#### Extract
* * * * *

Posts Tagged ‘CRC’

Thoughts on BCC's, LRC's, CRC's and being experienced

Saturday, June 20th, 2009 Nigel Jones

Those of us that have been working in this field for a long time are referred to as ‘experienced’. Experienced is taken to mean that we have been doing this for long enough that we have experienced many of the problems common to embedded systems and thus know how to solve them. Although this is true for many things, I think there is a downside to it – namely that because we’ve successfully solved a particular problem a number of times that we fall into the trap of thinking that our solution is optimal. In order to guard against this it is essential to be proactive in seeking out new solutions to old problems. To illustrate my point, I’ll take you on an abbreviated trip through the memory lane of my career when it comes to that most prosaic of problems – transmitting serial data between microcontrollers.

Back when I was a lad I was by definition naive and so I just transmitted the data without any thought to how to detect errors beyond the use of a parity bit on each byte. Well it didn’t take me long to work out that a simple parity bit wasn’t exactly a robust way of detecting errors, and so I started appending a simple additive checksum to the message.

Well that worked for a while until the day it dawned on me that an additive checksum without an initial seed value was vulnerable to a stuck channel (e.g. all zeros). From that day on I started seeding my checksum computations with initial values. I tended to favour 0x2B (with apologies to Hamlet).

Somewhere along the road I switched from performing an additive checksum to using an XOR operation. I can’t remember why I did this – but it just seemed ‘better’.

This approach served me well for many years until I started investigating cyclic redundancy checks (CRC). I’d known about CRC’s for a long time of course. However all the ones I knew about used 16 or 32 bit values and had certain wondrous but rather unspecified properties for detecting certain classes of errors. To put it bluntly they seemed like complete overkill for sending a short message between two microprocessors – and so I didn’t entertain them. However this all changed the day I came across an 8 bit CRC. This changed my perspective dramatically. An 8 bit CRC designed for protecting small messages – excellent! Thus henceforth I eschewed the use of an LRC and instead opted for an 8 bit CRC to protect my messages.

* * * * *

#### Data provided
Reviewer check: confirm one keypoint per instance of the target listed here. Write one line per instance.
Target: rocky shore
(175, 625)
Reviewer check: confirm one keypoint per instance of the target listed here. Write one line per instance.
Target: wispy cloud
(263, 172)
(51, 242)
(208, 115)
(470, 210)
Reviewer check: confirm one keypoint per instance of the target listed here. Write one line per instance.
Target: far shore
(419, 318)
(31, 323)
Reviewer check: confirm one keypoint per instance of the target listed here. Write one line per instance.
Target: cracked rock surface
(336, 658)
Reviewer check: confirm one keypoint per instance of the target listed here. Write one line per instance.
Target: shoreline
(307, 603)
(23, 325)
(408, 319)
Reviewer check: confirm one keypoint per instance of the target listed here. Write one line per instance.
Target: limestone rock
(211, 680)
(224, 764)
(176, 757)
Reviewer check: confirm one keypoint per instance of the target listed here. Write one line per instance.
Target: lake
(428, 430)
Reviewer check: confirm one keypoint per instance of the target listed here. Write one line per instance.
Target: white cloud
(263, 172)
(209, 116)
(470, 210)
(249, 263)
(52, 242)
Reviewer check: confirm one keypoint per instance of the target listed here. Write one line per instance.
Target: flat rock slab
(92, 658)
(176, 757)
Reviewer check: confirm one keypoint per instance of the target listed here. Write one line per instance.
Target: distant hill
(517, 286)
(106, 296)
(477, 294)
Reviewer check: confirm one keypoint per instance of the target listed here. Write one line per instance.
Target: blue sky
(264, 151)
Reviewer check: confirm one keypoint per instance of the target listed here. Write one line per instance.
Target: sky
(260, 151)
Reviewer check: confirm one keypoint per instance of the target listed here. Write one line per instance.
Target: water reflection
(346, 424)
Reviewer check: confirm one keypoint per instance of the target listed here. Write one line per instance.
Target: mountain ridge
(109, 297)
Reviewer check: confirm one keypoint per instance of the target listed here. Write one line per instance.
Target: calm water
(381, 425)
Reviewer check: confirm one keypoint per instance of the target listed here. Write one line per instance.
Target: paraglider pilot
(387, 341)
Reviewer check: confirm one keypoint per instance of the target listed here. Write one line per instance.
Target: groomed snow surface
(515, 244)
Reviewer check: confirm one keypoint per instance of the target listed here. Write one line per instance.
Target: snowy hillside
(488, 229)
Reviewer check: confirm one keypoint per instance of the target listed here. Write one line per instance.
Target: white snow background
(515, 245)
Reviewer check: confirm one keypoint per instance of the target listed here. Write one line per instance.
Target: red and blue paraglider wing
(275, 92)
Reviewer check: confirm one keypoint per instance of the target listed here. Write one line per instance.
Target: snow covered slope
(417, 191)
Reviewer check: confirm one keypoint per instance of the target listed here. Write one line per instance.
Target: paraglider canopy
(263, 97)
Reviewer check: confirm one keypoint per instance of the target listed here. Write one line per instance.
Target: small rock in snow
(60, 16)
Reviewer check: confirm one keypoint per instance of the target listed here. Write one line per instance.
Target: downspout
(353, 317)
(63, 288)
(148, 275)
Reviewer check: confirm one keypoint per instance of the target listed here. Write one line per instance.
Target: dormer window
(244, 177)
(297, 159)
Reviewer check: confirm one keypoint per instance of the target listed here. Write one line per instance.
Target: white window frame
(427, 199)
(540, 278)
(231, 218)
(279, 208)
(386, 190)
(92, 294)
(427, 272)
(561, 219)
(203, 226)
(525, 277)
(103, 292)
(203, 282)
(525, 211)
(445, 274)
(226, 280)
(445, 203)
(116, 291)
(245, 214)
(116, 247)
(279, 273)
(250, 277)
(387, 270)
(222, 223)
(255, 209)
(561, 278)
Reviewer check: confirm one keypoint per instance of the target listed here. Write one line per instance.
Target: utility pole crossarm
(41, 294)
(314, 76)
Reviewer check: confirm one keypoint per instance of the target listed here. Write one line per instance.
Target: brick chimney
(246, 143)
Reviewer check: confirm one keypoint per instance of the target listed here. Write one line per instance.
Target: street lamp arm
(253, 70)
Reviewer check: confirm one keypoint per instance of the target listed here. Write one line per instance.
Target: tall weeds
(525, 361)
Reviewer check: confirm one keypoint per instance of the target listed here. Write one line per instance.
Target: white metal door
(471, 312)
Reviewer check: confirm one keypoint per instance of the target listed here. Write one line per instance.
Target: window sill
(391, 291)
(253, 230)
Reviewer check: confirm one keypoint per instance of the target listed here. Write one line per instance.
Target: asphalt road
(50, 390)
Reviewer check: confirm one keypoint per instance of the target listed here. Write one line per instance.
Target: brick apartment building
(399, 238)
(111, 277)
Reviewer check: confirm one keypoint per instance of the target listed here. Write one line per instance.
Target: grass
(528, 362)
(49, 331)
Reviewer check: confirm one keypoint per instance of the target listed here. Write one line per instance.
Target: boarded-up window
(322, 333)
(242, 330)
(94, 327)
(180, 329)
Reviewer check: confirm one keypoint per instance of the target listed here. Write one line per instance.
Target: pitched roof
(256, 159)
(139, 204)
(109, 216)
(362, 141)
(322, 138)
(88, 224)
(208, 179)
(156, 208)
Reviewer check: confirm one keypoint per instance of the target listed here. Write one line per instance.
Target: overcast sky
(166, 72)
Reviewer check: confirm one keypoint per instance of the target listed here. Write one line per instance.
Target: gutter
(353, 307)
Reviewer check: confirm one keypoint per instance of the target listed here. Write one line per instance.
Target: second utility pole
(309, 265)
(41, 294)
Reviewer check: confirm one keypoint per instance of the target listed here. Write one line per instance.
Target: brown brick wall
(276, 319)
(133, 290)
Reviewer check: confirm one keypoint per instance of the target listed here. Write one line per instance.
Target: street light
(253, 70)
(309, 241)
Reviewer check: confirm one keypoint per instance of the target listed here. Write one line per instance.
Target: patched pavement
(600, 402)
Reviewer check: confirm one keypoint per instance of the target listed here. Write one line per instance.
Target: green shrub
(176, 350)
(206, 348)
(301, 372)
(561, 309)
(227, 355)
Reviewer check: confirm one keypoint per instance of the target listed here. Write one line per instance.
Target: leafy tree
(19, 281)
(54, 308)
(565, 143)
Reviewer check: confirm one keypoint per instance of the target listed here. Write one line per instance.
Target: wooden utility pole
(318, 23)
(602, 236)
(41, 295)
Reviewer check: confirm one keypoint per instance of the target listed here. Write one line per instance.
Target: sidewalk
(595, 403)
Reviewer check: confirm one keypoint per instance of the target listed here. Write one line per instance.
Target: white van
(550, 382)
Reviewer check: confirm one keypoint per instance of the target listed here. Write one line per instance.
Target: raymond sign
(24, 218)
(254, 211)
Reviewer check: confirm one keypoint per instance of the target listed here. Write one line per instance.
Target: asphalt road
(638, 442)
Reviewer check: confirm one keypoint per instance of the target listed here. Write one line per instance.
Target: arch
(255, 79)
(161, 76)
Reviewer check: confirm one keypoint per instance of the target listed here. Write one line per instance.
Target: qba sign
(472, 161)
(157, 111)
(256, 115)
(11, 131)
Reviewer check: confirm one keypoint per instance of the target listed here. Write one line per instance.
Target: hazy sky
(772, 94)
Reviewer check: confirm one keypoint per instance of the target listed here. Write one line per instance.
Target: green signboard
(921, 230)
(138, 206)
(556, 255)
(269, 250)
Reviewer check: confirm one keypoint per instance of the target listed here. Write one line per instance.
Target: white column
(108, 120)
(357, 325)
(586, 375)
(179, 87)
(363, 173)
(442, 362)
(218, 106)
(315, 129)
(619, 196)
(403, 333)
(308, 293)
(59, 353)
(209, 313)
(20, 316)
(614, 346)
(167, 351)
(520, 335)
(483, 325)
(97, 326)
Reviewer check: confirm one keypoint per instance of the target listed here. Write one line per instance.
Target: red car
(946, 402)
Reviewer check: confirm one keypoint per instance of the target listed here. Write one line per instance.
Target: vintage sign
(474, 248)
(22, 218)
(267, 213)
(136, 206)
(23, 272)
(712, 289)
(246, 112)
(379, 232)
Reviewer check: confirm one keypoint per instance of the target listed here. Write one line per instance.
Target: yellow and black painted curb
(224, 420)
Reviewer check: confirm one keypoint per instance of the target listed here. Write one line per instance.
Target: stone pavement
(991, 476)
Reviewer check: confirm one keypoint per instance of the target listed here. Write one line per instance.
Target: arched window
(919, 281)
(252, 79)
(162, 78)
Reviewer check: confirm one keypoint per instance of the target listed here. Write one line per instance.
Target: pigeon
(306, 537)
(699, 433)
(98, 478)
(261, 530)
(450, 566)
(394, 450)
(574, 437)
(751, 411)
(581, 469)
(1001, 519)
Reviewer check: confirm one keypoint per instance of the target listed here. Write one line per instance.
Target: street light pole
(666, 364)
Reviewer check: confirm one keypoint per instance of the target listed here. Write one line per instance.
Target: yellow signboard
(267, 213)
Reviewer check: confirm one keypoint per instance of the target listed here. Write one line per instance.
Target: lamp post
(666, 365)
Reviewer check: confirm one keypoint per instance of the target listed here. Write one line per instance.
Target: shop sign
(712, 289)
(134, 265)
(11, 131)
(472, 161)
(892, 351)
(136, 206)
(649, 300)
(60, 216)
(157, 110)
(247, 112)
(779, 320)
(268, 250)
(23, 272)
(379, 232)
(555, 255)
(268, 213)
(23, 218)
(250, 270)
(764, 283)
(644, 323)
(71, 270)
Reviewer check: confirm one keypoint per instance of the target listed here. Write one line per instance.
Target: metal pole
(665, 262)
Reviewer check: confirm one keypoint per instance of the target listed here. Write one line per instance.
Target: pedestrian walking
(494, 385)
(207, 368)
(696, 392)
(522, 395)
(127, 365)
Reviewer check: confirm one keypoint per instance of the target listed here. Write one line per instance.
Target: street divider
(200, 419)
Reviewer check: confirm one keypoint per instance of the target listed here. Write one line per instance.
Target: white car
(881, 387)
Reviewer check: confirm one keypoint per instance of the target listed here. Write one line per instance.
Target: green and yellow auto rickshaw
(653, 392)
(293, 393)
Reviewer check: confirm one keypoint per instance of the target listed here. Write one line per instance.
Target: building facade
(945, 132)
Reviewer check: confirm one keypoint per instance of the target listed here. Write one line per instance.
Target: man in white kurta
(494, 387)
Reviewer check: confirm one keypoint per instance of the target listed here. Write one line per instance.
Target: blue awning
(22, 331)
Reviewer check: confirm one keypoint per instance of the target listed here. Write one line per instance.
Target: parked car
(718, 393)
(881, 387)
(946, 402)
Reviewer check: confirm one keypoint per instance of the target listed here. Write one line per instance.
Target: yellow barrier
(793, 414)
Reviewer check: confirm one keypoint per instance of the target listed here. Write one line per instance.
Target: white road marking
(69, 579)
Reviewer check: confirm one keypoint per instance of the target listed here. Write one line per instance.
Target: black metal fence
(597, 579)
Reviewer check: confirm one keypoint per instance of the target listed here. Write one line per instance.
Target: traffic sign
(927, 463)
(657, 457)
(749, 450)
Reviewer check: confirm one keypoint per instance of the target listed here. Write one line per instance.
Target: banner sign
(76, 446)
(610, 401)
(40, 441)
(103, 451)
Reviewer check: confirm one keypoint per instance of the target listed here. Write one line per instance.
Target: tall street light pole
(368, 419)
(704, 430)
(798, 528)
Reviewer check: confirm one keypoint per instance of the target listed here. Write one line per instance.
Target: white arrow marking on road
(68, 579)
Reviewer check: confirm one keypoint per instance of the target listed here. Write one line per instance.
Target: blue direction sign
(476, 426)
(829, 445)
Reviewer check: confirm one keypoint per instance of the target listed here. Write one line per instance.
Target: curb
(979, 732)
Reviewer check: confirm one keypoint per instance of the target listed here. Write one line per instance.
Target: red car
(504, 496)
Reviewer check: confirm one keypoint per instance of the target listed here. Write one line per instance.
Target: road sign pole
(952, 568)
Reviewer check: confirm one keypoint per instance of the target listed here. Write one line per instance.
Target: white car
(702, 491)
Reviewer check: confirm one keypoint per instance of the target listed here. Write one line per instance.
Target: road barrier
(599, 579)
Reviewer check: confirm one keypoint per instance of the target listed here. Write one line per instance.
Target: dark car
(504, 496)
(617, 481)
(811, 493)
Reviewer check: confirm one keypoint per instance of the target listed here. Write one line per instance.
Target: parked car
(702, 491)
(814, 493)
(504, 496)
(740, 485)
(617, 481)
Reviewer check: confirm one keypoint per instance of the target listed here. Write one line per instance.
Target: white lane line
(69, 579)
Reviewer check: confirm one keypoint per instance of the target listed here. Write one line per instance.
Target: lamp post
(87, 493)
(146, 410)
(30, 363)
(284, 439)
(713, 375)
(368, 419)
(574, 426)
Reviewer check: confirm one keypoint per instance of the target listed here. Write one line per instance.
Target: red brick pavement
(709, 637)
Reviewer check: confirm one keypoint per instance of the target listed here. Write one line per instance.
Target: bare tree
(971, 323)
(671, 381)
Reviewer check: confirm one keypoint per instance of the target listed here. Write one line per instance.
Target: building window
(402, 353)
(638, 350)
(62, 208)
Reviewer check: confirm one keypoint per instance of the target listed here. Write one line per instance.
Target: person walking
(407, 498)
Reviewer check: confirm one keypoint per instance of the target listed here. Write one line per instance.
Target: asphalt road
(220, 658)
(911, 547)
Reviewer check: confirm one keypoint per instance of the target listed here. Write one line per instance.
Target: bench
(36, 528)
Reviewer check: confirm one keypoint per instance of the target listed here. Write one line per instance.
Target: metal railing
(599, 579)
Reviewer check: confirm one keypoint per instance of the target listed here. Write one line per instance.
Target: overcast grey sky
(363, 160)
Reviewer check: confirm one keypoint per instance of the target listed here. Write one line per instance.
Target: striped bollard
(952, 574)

* * * * *

#### Required work
[1] How would you put this sentence from the post about serial data error checking into Spanish: "Somewhere along the road I switched from performing an additive checksum to using an XOR operation."
[2] Can you carry the blog post on serial data error checking forward, picking up right after its last sentence?

#### Answers to the exercise
[1] En algún punto del camino pasé de calcular una suma de verificación aditiva a usar una operación XOR.

[2]
Well this continued for a number of years. I learned more about CRCs, I got older until one day I decided to ask myself the question – is the 8 bit CRC I am using optimal? For regular readers of this blog, you’ll probably have noticed that ‘optimal solutions’ is a recurring theme. Anyway, with this thought in mind, I set off on a hunt to determine whether in fact the 8 bit CRC I was using to protect small messages was indeed optimal. That’s when I came across this paper by Koopman and Chakravarty. It’s entitled ‘Cyclic Redundancy Code (CRC) Polynomial Selection for Embedded Networks’. It’s a highly readable and informative paper. They essentially investigate what constitutes ‘optimal’ for a CRC polynomial and then exhaustively explore optimal polynomials for different data lengths and different polynomial lengths. Most interestingly they slay some sacred cows along the way, including the popular CRC-8 polynomial (x8+x7+x6+x4+x1+1).

Having read the paper, I discovered that the CRC I was using (the so called ATM-8 polynomial(x8+x2+x1+1)) wasn’t bad for my application – but it wasn’t optimal. Upon reflection this was hardly surprising since I had essentially selected it on the basis that it was designed for a similar application to mine – and thus must be decent. However as Koopman shows – this can be a very foolhardy assumption. I just got lucky.

More importantly from my perspective is that using Koopman’s paper I now have a logical methodology for determining the optimal CRC for any application. Thus after close to 30 years of doing this I think I’m finally homing in on the truly optimal solution to this problem.

Of course, the larger lesson to be learned here is that just because you have done something a certain way for many years means nothing unless you know that it is the optimal way of doing it. That’s when you are truly ‘experienced’.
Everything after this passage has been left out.